--- Start MATERIAL FOR THIS TASK ---
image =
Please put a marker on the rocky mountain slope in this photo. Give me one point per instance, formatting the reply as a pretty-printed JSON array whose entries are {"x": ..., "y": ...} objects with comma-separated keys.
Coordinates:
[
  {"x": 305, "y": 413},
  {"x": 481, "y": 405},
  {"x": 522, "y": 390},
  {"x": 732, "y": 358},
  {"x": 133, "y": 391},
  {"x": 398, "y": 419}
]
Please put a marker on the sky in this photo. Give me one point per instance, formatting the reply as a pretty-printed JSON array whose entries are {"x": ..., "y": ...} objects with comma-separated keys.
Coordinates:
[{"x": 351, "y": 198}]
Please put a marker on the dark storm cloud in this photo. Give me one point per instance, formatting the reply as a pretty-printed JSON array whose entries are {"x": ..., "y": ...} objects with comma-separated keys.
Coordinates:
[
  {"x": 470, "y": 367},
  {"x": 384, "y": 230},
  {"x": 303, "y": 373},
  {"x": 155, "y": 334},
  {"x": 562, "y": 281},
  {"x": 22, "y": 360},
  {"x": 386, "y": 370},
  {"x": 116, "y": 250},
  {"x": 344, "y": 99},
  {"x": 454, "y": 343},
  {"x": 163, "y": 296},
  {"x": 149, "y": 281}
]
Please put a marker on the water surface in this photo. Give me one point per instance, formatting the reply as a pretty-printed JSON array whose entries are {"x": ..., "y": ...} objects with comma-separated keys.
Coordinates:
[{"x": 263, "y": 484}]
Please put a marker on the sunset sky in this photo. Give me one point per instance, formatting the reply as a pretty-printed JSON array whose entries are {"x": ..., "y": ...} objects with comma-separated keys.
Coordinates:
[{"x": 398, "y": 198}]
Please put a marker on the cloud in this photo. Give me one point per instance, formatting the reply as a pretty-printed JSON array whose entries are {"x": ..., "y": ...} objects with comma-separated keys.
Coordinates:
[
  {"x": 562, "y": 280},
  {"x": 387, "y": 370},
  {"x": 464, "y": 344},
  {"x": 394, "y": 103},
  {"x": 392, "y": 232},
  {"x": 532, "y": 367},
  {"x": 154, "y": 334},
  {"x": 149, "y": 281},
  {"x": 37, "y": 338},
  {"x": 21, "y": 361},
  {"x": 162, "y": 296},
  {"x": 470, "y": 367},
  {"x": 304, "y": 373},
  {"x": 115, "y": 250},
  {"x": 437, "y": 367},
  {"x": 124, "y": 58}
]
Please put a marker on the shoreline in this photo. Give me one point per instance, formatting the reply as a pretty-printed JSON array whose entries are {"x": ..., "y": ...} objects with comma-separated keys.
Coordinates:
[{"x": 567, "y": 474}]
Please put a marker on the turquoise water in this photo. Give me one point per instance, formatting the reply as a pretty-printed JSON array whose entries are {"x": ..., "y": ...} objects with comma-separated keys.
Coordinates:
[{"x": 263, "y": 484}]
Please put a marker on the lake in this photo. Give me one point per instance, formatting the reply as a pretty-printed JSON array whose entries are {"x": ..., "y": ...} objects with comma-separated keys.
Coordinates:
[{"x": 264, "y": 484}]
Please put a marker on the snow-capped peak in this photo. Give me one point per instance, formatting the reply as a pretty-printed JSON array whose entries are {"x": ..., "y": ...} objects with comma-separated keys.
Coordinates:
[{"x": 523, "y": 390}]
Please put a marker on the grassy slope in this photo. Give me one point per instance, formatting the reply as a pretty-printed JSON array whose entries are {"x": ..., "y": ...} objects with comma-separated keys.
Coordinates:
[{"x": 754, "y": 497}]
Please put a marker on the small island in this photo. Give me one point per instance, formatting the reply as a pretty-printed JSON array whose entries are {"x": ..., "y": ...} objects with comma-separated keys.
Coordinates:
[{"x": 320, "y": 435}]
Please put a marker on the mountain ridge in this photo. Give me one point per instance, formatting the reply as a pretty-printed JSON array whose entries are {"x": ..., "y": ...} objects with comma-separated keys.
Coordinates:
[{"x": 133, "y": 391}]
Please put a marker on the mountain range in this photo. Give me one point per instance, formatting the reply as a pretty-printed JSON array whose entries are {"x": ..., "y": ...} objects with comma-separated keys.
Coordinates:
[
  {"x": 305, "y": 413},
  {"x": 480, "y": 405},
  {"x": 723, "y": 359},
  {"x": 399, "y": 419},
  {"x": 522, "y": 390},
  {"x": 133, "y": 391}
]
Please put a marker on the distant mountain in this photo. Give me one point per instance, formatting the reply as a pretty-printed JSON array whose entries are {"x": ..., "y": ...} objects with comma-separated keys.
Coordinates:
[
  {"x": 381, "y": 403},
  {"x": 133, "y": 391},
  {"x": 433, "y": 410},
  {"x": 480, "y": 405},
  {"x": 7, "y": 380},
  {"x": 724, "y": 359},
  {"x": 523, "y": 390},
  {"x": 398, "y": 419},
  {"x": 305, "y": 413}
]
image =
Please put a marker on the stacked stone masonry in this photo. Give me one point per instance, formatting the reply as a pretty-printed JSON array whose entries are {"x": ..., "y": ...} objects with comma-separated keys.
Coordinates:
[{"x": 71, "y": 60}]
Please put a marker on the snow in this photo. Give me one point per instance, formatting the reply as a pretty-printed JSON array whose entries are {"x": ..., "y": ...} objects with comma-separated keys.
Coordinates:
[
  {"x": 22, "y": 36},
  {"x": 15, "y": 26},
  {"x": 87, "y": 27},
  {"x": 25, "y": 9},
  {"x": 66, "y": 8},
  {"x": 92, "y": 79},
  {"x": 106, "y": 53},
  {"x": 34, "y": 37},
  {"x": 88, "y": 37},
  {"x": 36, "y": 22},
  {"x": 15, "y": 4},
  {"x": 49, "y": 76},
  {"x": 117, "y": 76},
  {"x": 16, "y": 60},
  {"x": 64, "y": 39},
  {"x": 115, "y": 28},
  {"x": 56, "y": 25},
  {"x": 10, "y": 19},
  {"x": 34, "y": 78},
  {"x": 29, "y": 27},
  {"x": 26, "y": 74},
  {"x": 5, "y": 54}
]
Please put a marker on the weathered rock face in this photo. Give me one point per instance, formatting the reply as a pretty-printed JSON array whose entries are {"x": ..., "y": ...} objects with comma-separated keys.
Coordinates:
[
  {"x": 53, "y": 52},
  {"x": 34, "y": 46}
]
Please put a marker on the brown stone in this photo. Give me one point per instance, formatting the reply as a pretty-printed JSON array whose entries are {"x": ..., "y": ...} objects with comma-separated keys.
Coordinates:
--- End MATERIAL FOR THIS TASK ---
Convert every line of the entries above into a Markdown table with two columns, No. and Text. Number each row and leave out blank lines.

| No. | Text |
|---|---|
| 1 | image = |
| 2 | Please put a marker on the rocky mountain slope in this photo. Give me one point per instance, formatting the reply as a pretty-printed JSON array whose entries are {"x": ..., "y": ...} objects with comma-separated keys. |
| 3 | Coordinates: |
| 4 | [ |
| 5 |   {"x": 305, "y": 413}, |
| 6 |   {"x": 481, "y": 405}, |
| 7 |   {"x": 522, "y": 390}, |
| 8 |   {"x": 732, "y": 358}, |
| 9 |   {"x": 133, "y": 391}, |
| 10 |   {"x": 398, "y": 419} |
| 11 | ] |
| 12 | Please put a marker on the sky in this photo. Give me one point per instance, formatting the reply as a pretty-printed JSON array whose entries are {"x": ..., "y": ...} objects with comma-separated keys. |
| 13 | Coordinates: |
| 14 | [{"x": 351, "y": 198}] |
| 15 | Please put a marker on the dark storm cloud in this photo. Give me one point per instance, formatting the reply as a pretty-printed JSON array whose entries are {"x": ..., "y": ...} objects with comma-separated keys. |
| 16 | Coordinates: |
| 17 | [ |
| 18 |   {"x": 470, "y": 367}, |
| 19 |   {"x": 384, "y": 230}, |
| 20 |   {"x": 303, "y": 373}, |
| 21 |   {"x": 155, "y": 334}, |
| 22 |   {"x": 562, "y": 281}, |
| 23 |   {"x": 22, "y": 360}, |
| 24 |   {"x": 386, "y": 370}, |
| 25 |   {"x": 116, "y": 250}, |
| 26 |   {"x": 344, "y": 99}, |
| 27 |   {"x": 454, "y": 343}, |
| 28 |   {"x": 163, "y": 296}, |
| 29 |   {"x": 149, "y": 281} |
| 30 | ] |
| 31 | Please put a marker on the water surface in this photo. Give me one point per instance, formatting the reply as a pretty-printed JSON array whose entries are {"x": ..., "y": ...} objects with comma-separated keys. |
| 32 | Coordinates: |
| 33 | [{"x": 263, "y": 484}] |
| 34 | Please put a marker on the sunset sky in this photo. Give me one point per instance, formatting the reply as a pretty-printed JSON array whose entries are {"x": ..., "y": ...} objects with comma-separated keys. |
| 35 | Coordinates: |
| 36 | [{"x": 398, "y": 198}] |
| 37 | Please put a marker on the cloud in this photo. Give me one point per instance, formatting the reply as a pretty-printed JSON array whose entries are {"x": ..., "y": ...} objects with comma-separated keys. |
| 38 | Coordinates: |
| 39 | [ |
| 40 |   {"x": 562, "y": 280}, |
| 41 |   {"x": 387, "y": 370}, |
| 42 |   {"x": 464, "y": 344}, |
| 43 |   {"x": 394, "y": 103}, |
| 44 |   {"x": 392, "y": 232}, |
| 45 |   {"x": 532, "y": 367}, |
| 46 |   {"x": 154, "y": 334}, |
| 47 |   {"x": 149, "y": 281}, |
| 48 |   {"x": 37, "y": 338}, |
| 49 |   {"x": 21, "y": 361}, |
| 50 |   {"x": 162, "y": 296}, |
| 51 |   {"x": 470, "y": 367}, |
| 52 |   {"x": 304, "y": 373}, |
| 53 |   {"x": 115, "y": 250}, |
| 54 |   {"x": 437, "y": 367}, |
| 55 |   {"x": 124, "y": 58} |
| 56 | ] |
| 57 | Please put a marker on the shoreline in this photo. Give me one point per instance, formatting the reply as a pretty-printed JSON array whose entries are {"x": ..., "y": ...} objects with comma-separated keys. |
| 58 | Coordinates: |
| 59 | [{"x": 567, "y": 474}] |
| 60 | Please put a marker on the turquoise water in this photo. Give me one point per instance, formatting the reply as a pretty-printed JSON array whose entries are {"x": ..., "y": ...} objects with comma-separated keys. |
| 61 | Coordinates: |
| 62 | [{"x": 263, "y": 484}] |
| 63 | Please put a marker on the lake in this photo. Give me one point per instance, formatting the reply as a pretty-printed JSON array whose entries are {"x": ..., "y": ...} objects with comma-separated keys. |
| 64 | Coordinates: |
| 65 | [{"x": 264, "y": 484}] |
| 66 | Please put a marker on the snow-capped peak in this photo. Give me one point per instance, formatting the reply as a pretty-printed JSON array whose entries are {"x": ..., "y": ...} objects with comma-separated keys. |
| 67 | Coordinates: |
| 68 | [{"x": 523, "y": 390}] |
| 69 | Please put a marker on the grassy slope in this photo. Give me one point per instance, formatting the reply as a pretty-printed JSON array whose entries are {"x": ..., "y": ...} objects with comma-separated keys. |
| 70 | Coordinates: |
| 71 | [{"x": 754, "y": 497}] |
| 72 | Please put a marker on the small island in this photo. Give me one point per instance, formatting the reply as a pretty-printed JSON array whose entries are {"x": ..., "y": ...} objects with comma-separated keys. |
| 73 | Coordinates: |
| 74 | [{"x": 320, "y": 435}] |
| 75 | Please put a marker on the mountain ridge in this photo. Give me one point per instance, formatting the reply as a pretty-printed JSON array whose entries are {"x": ..., "y": ...} objects with comma-separated keys. |
| 76 | Coordinates: |
| 77 | [{"x": 133, "y": 391}] |
| 78 | Please put a marker on the mountain range in this photo. Give me one point per instance, formatting the reply as a pretty-printed JSON array whose entries are {"x": ..., "y": ...} objects with comma-separated keys. |
| 79 | Coordinates: |
| 80 | [ |
| 81 |   {"x": 305, "y": 413}, |
| 82 |   {"x": 480, "y": 405}, |
| 83 |   {"x": 723, "y": 359}, |
| 84 |   {"x": 399, "y": 419}, |
| 85 |   {"x": 522, "y": 390}, |
| 86 |   {"x": 133, "y": 391} |
| 87 | ] |
| 88 | Please put a marker on the distant mountain in this photo. Give me one point per instance, formatting the reply as a pretty-printed JSON array whose entries are {"x": ..., "y": ...} objects with comma-separated keys. |
| 89 | Coordinates: |
| 90 | [ |
| 91 |   {"x": 381, "y": 403}, |
| 92 |   {"x": 133, "y": 391}, |
| 93 |   {"x": 433, "y": 410}, |
| 94 |   {"x": 480, "y": 405}, |
| 95 |   {"x": 7, "y": 380}, |
| 96 |   {"x": 724, "y": 359}, |
| 97 |   {"x": 523, "y": 390}, |
| 98 |   {"x": 398, "y": 419}, |
| 99 |   {"x": 305, "y": 413} |
| 100 | ] |
| 101 | image = |
| 102 | Please put a marker on the stacked stone masonry in this photo. Give me one point per instance, formatting the reply as a pretty-printed JSON array whose entries are {"x": ..., "y": ...} objects with comma-separated keys. |
| 103 | Coordinates: |
| 104 | [{"x": 71, "y": 60}] |
| 105 | Please put a marker on the snow in this photo. Give me one point per instance, formatting the reply as a pretty-printed JSON array whose entries are {"x": ..., "y": ...} objects with comma-separated keys. |
| 106 | Coordinates: |
| 107 | [ |
| 108 |   {"x": 22, "y": 36}, |
| 109 |   {"x": 15, "y": 26}, |
| 110 |   {"x": 87, "y": 27}, |
| 111 |   {"x": 25, "y": 9}, |
| 112 |   {"x": 66, "y": 8}, |
| 113 |   {"x": 92, "y": 79}, |
| 114 |   {"x": 106, "y": 53}, |
| 115 |   {"x": 34, "y": 37}, |
| 116 |   {"x": 88, "y": 37}, |
| 117 |   {"x": 36, "y": 22}, |
| 118 |   {"x": 15, "y": 4}, |
| 119 |   {"x": 49, "y": 76}, |
| 120 |   {"x": 117, "y": 76}, |
| 121 |   {"x": 16, "y": 60}, |
| 122 |   {"x": 64, "y": 39}, |
| 123 |   {"x": 115, "y": 28}, |
| 124 |   {"x": 56, "y": 25}, |
| 125 |   {"x": 10, "y": 19}, |
| 126 |   {"x": 34, "y": 78}, |
| 127 |   {"x": 29, "y": 27}, |
| 128 |   {"x": 26, "y": 74}, |
| 129 |   {"x": 5, "y": 54} |
| 130 | ] |
| 131 | Please put a marker on the weathered rock face in this photo. Give me one point per instance, formatting the reply as a pretty-printed JSON array whose entries are {"x": ..., "y": ...} objects with comma-separated keys. |
| 132 | Coordinates: |
| 133 | [ |
| 134 |   {"x": 53, "y": 52}, |
| 135 |   {"x": 34, "y": 46} |
| 136 | ] |
| 137 | Please put a marker on the brown stone in this photo. Give me one point per instance, formatting the reply as a pretty-printed JSON array whose entries are {"x": ..., "y": ...} objects with comma-separated keys. |
| 138 | Coordinates: |